Lay out the data below as a numbered list, leaving out any blank lines.

══════════════════════════════

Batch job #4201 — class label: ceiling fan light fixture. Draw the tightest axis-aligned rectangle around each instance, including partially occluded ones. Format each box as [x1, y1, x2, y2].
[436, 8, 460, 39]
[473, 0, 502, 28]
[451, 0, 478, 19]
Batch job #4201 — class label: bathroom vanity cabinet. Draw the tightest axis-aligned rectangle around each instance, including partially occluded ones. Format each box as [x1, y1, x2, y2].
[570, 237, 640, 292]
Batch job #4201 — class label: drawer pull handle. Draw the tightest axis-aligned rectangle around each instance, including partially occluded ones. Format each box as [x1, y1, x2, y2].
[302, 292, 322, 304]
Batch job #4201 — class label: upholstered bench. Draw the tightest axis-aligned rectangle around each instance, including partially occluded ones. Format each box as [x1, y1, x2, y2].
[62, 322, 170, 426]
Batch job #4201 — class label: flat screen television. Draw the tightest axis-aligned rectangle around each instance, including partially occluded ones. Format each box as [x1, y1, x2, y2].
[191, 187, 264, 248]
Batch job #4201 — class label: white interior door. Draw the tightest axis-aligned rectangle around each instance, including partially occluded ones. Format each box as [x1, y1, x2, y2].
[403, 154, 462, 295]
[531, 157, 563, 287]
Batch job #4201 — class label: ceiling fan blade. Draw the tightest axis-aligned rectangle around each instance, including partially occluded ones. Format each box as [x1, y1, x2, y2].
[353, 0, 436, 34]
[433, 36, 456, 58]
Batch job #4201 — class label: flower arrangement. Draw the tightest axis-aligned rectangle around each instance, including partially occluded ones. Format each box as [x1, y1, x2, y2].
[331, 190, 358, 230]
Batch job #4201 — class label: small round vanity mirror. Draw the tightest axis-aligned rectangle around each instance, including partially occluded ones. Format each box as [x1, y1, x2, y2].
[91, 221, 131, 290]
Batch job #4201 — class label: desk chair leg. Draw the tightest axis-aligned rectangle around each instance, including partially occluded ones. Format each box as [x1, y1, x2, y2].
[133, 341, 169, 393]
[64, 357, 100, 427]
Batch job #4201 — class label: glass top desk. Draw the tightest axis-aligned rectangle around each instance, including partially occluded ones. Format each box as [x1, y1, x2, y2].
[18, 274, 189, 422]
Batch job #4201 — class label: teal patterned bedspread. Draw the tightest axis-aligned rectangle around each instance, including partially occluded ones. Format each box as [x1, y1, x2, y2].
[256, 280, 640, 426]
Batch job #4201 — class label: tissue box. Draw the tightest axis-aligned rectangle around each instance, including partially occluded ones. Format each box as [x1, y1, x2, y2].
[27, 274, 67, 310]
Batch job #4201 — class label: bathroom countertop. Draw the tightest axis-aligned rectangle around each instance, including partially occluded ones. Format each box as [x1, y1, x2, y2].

══════════════════════════════

= Exercise solution =
1. Batch job #4201 — class label: ceiling fan light fixture. Draw the tightest axis-aligned rectangle around each instance, including partially occluded ones. Format each box as [x1, y1, x2, y2].
2. [436, 8, 460, 39]
3. [473, 0, 502, 28]
4. [451, 0, 478, 19]
5. Batch job #4201 — class label: bathroom vanity cabinet. Draw the tightest axis-aligned rectangle around each instance, including partially occluded ones. Format each box as [x1, y1, x2, y2].
6. [570, 237, 640, 292]
7. Batch job #4201 — class label: drawer pull handle. Draw the tightest axis-aligned rectangle around each instance, including partially occluded ones. Format each box as [x1, y1, x2, y2].
8. [302, 292, 322, 304]
9. Batch job #4201 — class label: upholstered bench. Draw the tightest axis-aligned rectangle around each instance, including partially occluded ones. Format each box as [x1, y1, x2, y2].
10. [62, 322, 170, 426]
11. Batch job #4201 — class label: flat screen television. Draw the tightest axis-aligned rectangle around each instance, including partially occluded ones. Format each box as [x1, y1, x2, y2].
12. [191, 187, 264, 248]
13. Batch job #4201 — class label: white interior door. Draw the tightest axis-aligned rectangle around each instance, including partially occluded ones. Format each box as [x1, y1, x2, y2].
14. [403, 154, 462, 295]
15. [531, 157, 563, 287]
16. Batch job #4201 — class label: ceiling fan blade. Draw the tightest axis-aligned rectangle around each instance, including partially occluded ones. Format each box as [x1, y1, x2, y2].
17. [353, 0, 436, 34]
18. [433, 36, 456, 58]
19. Batch job #4201 — class label: flower arrangement. Draw the tightest axis-aligned rectangle around each instance, including partially occluded ones. Format each box as [x1, y1, x2, y2].
20. [331, 190, 358, 230]
21. Batch job #4201 — class label: small round vanity mirror. Draw the tightest axis-aligned rectangle around each instance, including partially occluded ones. Format each box as [x1, y1, x2, y2].
22. [91, 221, 131, 290]
23. Batch job #4201 — class label: desk chair leg. Draw the tightest axis-aligned rectangle around each instance, including partially occluded ones. Format each box as [x1, y1, x2, y2].
24. [133, 341, 169, 393]
25. [64, 357, 100, 427]
26. Batch job #4201 — class label: glass top desk. Draw the tightest axis-aligned rectangle around each instance, including partially occluded ones. Format each box as [x1, y1, x2, y2].
27. [18, 274, 189, 422]
28. Batch job #4201 — class label: teal patterned bedspread. Draw the tightest axis-aligned rectangle around each instance, including partially occluded ones. Format each box as [x1, y1, x2, y2].
29. [256, 280, 640, 426]
30. Batch job #4201 — class label: tissue box. Draw the tightest axis-aligned rectangle around each instance, including partially occluded ones. Format each box as [x1, y1, x2, y2].
31. [27, 274, 67, 310]
32. Batch job #4201 — class label: bathroom countertop. Draw the tightest axis-aligned rectangle around each instance, including partially occluded ones. Format each box as [x1, y1, x2, y2].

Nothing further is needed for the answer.